::: WORKING DATA

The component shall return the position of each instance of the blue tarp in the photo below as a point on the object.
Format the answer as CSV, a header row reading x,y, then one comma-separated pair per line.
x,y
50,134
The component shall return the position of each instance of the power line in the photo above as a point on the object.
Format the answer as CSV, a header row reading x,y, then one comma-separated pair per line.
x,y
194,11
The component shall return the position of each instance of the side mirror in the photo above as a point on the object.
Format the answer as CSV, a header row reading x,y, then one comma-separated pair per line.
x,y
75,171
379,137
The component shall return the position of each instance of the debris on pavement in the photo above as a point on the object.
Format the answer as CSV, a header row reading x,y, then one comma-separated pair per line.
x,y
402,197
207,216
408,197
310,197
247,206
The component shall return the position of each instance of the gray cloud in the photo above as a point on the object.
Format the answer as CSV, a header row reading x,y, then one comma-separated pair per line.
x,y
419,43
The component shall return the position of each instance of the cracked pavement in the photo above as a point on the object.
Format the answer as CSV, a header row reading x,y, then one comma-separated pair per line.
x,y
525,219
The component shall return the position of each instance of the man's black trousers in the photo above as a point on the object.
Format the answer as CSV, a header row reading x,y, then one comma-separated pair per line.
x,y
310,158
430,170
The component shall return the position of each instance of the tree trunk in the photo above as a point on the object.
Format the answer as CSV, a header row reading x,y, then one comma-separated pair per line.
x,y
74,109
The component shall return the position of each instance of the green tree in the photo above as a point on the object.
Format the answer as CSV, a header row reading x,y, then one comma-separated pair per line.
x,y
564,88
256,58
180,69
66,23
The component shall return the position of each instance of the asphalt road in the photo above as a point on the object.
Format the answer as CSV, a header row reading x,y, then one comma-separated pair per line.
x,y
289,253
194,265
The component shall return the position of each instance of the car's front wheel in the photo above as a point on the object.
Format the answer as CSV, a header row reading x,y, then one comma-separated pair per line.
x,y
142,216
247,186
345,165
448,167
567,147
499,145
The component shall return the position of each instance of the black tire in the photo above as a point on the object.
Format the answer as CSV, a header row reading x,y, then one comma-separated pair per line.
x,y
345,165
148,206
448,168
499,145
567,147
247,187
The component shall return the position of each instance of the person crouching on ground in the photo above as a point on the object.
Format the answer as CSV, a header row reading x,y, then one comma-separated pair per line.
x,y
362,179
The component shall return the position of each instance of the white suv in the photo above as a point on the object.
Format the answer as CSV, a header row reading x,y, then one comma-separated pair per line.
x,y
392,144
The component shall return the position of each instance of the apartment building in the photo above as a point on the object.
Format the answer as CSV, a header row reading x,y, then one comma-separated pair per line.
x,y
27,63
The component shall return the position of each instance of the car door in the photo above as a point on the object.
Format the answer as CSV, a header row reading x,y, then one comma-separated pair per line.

::::::

# [EXERCISE GOAL]
Write out the records again, exactly as given.

# [TASK OUTPUT]
The component shall return the position of each instance of the blue tarp in the photo below as a point on the object.
Format the answer as CSV, a header row reading x,y, then one comma-separated pair per line.
x,y
50,134
The component shall return the position of each instance of the power line in the photo above as a point on the object.
Format the answer as CSV, a header row reading x,y, then one comma-separated pair per line.
x,y
194,11
The component shall return the position of each instance of the side mirror in the photo above as a point on the object.
Format the answer as CSV, a header row reading x,y, then one comma-separated pair per line.
x,y
75,171
379,137
The component shall return the position of each instance of the debris on pavement in the photo above as a point on the object.
Format the answer as CSV, a header row reading x,y, then one comma-separated pair per line.
x,y
402,197
207,216
408,197
310,197
247,206
The component shall return the position of each instance of the gray cloud in the photo above as a point on the object.
Format the answer as CSV, a header row reading x,y, then one comma-separated pair per line.
x,y
419,43
The component shall return the position of each instance of the cracked pavement in the photo above as a point on the object.
Format the answer as CSV, a header row reading x,y, then one comma-separated pair per line.
x,y
525,219
The component shall return the position of each instance of the man's black trousers in the photo above as a point on the object.
Format the answer as CSV, a header row reading x,y, then one comma-separated pair per line.
x,y
310,158
430,170
The component shall return the position of each instance of the tree trunk in the photo above as a point on the object.
Format the answer as CSV, a header row reading x,y, then one comma-separated pair per line.
x,y
74,109
The component shall return the position of each instance of the green tree in the photo above as a point on the object.
Format the answer as CSV, a header row reading x,y, then one comma-separated pair per line.
x,y
564,88
256,58
180,69
66,23
The component shall return the position of each instance of the asphalt road in the photo above as a point on the object.
Format the answer as CSV, a header row reading x,y, then one comma-separated pair per line.
x,y
289,253
194,265
The component shall return the position of each instance of the car's front wheel in the photo above as a point on the object.
Format the answer as CSV, a header row reading x,y, then one comma-separated pair per line.
x,y
142,216
247,186
345,165
448,167
567,147
499,145
The component shall return the position of each instance of the black tire in the photo above as a point on the object.
Format the answer as CSV, a header row reading x,y, then one comma-separated pair per line.
x,y
345,165
148,206
448,168
499,145
567,147
247,187
The component shall return the position of each instance of the person crouching on ground in the photo above as a point on the object.
Format the answer as CSV, a header row reading x,y, then one comma-separated pair per line.
x,y
362,179
The component shall return the position of each instance of the white suv in the photo above as a point on the object.
Format the answer as CSV, a header row reading x,y, then one comma-separated pair per line.
x,y
392,144
The component shall return the position of each instance of the apartment building in the photo above as a point on the object.
Format the answer as CSV, a header row reading x,y, then one comma-separated pair per line.
x,y
27,63
The component shall return the position of each instance of the car door in the photo above as a point on the object.
Format the answer as CSV, a header row reading x,y, then one comma-separated pair per line.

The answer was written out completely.